Render the stretch of lines from the first one through the line containing "Mark the region" as a numbered list, skipping any blank lines. Leave the pictures out of your answer.

─── Information supplied

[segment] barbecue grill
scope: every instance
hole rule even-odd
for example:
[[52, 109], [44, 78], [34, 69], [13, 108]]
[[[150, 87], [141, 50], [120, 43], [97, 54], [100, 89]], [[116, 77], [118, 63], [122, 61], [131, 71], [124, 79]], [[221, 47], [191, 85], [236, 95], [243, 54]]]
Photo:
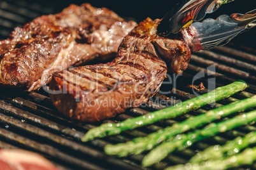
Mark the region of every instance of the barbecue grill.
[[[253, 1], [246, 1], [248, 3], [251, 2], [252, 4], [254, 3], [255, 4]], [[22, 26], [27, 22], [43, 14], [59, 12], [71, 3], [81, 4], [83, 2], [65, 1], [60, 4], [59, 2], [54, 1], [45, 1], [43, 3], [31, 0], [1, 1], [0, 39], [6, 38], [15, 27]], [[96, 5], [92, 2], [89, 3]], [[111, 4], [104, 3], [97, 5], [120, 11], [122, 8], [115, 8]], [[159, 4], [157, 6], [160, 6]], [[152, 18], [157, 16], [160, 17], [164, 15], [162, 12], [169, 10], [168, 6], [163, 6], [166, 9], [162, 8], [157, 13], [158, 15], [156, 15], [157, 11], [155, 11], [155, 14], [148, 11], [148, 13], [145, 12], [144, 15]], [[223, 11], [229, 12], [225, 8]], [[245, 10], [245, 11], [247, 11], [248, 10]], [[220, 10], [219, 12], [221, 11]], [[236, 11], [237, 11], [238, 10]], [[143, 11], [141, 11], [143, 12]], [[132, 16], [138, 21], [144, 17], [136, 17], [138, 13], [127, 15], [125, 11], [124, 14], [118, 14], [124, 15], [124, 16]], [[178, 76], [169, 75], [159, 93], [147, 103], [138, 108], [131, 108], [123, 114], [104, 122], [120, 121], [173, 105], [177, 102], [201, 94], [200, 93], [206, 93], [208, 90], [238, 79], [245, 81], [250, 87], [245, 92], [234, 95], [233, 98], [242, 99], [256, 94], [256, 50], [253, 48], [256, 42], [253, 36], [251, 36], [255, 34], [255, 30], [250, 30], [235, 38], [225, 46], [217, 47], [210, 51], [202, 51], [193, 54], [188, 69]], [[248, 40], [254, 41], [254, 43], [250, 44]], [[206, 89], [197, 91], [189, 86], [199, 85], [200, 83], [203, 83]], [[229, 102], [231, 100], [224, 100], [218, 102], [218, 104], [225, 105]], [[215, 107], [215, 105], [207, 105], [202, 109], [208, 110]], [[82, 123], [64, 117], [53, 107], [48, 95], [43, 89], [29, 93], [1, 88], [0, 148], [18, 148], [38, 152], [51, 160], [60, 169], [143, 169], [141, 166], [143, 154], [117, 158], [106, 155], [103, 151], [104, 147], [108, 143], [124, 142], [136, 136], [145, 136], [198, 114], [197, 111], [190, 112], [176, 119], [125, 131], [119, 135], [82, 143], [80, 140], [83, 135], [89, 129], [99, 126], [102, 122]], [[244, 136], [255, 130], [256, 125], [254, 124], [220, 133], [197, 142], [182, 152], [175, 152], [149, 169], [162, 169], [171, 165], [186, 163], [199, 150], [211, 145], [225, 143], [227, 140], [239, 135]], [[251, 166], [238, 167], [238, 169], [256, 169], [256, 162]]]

──────

* [Output of the exercise]:
1. [segment] barbecue grill
2. scope: every instance
3. hole rule even-odd
4. for example:
5. [[52, 109], [44, 78], [34, 69], [13, 108]]
6. [[[150, 87], [141, 50], [120, 43], [97, 54], [100, 89]], [[116, 77], [118, 63], [122, 61], [131, 71], [124, 79]], [[221, 47], [191, 85], [236, 95], [243, 54]]]
7. Photo:
8. Mark the region of every instance of the barbecue grill.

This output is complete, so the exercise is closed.